### DATA SHOWN
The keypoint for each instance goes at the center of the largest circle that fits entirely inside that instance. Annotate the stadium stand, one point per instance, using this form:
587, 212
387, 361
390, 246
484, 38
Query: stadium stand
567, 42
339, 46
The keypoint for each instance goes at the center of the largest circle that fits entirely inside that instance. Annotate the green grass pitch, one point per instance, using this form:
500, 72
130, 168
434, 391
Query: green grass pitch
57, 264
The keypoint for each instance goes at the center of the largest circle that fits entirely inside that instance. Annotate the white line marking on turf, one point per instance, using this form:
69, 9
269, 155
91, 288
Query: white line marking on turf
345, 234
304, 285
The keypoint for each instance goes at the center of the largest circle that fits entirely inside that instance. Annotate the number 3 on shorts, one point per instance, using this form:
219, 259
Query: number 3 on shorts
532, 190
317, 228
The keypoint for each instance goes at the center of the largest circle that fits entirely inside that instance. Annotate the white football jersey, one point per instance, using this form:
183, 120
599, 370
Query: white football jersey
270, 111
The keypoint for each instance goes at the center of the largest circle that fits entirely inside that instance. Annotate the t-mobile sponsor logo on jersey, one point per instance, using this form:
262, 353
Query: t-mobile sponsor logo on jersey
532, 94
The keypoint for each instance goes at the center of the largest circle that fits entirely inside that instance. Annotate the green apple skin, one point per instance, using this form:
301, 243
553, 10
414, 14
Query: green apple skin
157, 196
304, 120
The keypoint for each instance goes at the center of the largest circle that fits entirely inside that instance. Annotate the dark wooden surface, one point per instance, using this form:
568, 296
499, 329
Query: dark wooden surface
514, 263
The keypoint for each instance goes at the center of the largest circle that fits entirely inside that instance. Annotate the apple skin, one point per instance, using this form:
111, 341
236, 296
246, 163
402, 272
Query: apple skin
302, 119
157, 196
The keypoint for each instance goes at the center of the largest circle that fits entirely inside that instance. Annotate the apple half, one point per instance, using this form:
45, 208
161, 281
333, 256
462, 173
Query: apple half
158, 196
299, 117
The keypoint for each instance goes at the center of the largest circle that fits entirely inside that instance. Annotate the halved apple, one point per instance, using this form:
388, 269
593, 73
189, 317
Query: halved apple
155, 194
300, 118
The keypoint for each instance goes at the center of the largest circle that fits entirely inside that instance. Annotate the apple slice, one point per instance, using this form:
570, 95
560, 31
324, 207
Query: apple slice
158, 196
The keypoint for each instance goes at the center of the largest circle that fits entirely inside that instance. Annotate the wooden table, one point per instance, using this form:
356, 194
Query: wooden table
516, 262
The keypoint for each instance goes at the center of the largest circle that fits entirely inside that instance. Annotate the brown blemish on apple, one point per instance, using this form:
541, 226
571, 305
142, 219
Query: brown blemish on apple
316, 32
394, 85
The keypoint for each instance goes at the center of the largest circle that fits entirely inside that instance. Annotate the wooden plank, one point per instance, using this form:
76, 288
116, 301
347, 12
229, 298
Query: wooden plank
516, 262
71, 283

### AIM
Only the lines from the one that contains "apple half, one" to the end of the data should be output, exactly as they appear.

### SOLUTION TO THIS PROBLEM
The keypoint for each instance goes at the center of the largest circle that fits entirely inside that instance. Annotate the apple half, one point per instance, using this form:
45, 208
161, 281
333, 256
462, 173
Query: apple half
158, 196
299, 117
The keypoint for each instance goes at the center of the largest circle that fits entirely inside that instance. Annotate the halved apple, one point per instance, using this form:
388, 269
593, 73
189, 317
Query: halved apple
155, 194
300, 118
The keypoint for each instance goes at the center of the largest circle that fits entirely inside that instance. Annotate the apple slice, one point per instance, using this form:
570, 95
560, 31
324, 207
Query: apple slice
158, 196
The keypoint for each instance goes at the center of the largest circle that fits entirely inside that instance. Annotate the wooden table, one point per instance, using this form:
356, 194
Query: wooden table
516, 262
The keypoint for each instance goes at the center of the largest circle that fits entirely inside that instance. Annotate the brown blemish on apple, one point per instance, using this form:
541, 226
571, 305
142, 219
Query: brown blemish on apple
316, 32
394, 85
The keypoint for each instance goes at the center of the largest circle that fits entirely inside that instance. Annotate the wooden plank, one point per instance, using this form:
76, 288
116, 301
347, 12
229, 298
Query: wooden plank
516, 262
71, 283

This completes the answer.